=== Task statement ===
Take the line that contains "building in the picture above?" and each line after it in the material below, and transcribe them exactly, stopping at the end.
:: Records for this exercise ::
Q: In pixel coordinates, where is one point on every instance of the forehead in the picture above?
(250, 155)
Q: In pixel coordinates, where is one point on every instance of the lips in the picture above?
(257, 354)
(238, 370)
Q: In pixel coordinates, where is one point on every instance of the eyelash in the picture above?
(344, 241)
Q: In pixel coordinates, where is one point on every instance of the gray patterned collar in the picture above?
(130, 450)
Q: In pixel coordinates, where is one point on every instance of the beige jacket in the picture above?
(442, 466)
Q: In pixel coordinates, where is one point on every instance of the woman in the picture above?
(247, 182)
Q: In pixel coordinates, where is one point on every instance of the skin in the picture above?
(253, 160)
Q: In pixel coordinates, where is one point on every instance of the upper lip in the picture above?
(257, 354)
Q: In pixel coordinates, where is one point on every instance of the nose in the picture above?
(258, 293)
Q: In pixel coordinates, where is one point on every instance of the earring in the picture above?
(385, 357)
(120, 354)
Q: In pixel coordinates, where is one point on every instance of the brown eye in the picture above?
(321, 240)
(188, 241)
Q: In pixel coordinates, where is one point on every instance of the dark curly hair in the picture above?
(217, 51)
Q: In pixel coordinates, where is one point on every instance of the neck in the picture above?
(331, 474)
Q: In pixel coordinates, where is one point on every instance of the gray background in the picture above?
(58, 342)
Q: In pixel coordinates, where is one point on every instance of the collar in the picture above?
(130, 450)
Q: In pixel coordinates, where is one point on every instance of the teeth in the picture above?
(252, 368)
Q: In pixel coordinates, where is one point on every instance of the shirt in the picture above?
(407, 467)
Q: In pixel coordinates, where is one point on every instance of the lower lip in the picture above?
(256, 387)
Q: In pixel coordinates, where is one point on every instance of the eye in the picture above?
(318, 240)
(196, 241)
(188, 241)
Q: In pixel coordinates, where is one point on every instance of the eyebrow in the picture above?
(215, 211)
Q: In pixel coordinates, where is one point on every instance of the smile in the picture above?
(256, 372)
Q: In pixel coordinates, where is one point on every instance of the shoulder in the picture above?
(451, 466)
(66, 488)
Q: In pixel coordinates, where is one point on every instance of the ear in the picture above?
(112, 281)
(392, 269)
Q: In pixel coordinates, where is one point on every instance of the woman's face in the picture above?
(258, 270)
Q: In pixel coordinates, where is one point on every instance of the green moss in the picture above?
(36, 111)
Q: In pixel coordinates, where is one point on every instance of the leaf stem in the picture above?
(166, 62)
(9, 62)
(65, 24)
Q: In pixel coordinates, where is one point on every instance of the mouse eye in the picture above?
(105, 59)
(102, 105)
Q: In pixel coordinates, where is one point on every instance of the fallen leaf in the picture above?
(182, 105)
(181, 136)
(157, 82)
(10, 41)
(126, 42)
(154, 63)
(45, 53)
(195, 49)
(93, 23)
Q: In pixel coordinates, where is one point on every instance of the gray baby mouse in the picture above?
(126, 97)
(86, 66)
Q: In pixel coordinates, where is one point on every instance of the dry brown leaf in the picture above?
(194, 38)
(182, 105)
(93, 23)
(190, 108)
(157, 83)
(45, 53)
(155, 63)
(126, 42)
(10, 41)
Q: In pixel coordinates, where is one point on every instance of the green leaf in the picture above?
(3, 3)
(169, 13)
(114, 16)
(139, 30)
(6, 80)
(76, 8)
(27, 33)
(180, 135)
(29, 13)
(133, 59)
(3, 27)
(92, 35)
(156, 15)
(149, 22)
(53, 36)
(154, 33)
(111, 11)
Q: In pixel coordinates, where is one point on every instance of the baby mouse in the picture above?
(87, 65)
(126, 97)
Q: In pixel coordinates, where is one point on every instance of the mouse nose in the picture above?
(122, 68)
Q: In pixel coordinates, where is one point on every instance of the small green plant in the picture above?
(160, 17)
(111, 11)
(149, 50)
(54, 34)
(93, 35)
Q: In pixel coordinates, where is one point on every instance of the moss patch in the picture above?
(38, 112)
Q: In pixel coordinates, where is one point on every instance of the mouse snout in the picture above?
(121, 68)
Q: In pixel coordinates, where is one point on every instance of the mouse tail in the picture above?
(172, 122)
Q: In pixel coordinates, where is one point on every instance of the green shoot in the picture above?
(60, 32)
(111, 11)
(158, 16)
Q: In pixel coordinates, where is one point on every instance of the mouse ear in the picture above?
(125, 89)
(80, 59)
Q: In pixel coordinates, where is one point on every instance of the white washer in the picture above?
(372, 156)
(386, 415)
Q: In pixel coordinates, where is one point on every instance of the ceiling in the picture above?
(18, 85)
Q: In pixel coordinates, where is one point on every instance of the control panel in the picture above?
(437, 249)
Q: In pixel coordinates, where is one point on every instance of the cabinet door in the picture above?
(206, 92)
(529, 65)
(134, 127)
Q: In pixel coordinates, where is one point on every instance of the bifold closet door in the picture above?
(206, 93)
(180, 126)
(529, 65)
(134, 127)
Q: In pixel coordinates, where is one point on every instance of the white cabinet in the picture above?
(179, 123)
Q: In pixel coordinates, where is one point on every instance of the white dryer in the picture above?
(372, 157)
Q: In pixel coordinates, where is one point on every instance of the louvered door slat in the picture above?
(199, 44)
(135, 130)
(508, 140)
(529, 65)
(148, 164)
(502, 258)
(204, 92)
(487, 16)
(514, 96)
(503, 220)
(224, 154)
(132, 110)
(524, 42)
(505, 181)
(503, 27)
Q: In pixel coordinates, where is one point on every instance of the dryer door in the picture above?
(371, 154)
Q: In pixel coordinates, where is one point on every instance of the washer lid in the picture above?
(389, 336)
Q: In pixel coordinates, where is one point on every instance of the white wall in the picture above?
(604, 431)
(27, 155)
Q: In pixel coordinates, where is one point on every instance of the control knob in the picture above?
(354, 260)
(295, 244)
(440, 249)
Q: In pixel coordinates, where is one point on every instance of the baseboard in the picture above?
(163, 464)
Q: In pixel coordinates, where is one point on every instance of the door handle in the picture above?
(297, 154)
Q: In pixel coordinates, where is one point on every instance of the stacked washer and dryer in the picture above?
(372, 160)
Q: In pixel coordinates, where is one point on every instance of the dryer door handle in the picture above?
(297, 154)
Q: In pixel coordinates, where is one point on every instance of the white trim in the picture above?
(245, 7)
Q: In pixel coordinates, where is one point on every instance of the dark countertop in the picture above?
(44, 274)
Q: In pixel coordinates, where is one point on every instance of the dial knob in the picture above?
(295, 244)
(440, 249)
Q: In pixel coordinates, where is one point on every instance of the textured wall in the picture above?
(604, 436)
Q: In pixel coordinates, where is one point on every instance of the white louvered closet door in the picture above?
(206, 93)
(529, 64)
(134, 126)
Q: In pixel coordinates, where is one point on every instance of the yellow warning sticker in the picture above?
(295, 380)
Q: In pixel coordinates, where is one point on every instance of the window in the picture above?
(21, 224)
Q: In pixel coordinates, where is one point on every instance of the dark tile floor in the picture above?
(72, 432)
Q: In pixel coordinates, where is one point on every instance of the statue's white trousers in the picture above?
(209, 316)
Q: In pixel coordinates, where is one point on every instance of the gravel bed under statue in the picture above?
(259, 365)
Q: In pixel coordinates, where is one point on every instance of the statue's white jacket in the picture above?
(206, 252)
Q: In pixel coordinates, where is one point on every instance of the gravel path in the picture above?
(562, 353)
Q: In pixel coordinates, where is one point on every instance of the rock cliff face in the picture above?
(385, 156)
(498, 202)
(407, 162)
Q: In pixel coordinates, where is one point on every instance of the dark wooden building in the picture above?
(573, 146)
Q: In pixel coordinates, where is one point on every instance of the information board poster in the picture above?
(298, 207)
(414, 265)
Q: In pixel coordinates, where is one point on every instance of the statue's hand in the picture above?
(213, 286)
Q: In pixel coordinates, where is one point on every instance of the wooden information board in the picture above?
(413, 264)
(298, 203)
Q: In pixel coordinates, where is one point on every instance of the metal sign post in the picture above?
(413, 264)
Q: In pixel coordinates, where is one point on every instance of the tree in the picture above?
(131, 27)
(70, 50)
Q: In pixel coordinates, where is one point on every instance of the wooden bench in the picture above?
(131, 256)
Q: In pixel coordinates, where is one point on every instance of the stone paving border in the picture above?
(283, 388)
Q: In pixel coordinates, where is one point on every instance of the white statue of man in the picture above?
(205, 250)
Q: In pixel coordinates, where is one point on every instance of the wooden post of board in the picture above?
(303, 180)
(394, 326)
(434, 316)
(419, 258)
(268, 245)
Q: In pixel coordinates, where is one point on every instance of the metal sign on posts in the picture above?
:::
=== Answer to this problem ===
Q: In pixel coordinates, where is one point on every instance of the dark wooden building in the picture above?
(573, 146)
Q: In pixel coordinates, where is one point on every instance of the information board poster in the picture above?
(298, 207)
(414, 265)
Q: In pixel coordinates, where is one point on every instance of the statue's hand in the picture above?
(213, 286)
Q: In pixel coordinates, where is one point on every instance of the wooden information board in the picture above?
(413, 264)
(298, 203)
Q: In pixel coordinates, where is one point on every instance of the metal sign post in the picture above?
(413, 264)
Q: In pixel coordinates, where is one point on every instance of the tree in the picture above?
(131, 27)
(70, 50)
Q: In pixel coordinates, where is one point on every instance of the wooden bench in the picture above?
(131, 256)
Q: In pixel coordinates, where is one point on every instance of the stone paving border in the picture above?
(283, 388)
Q: In pixel coordinates, where is one point on every instance of the white statue of man in the picture above?
(205, 250)
Q: In pixel coordinates, where is one point on every instance of the wooden post of board in the picture above?
(303, 180)
(394, 326)
(434, 316)
(419, 258)
(268, 245)
Q: In pixel coordinates, where is one point on every instance of the metal sign on posts in the picture above?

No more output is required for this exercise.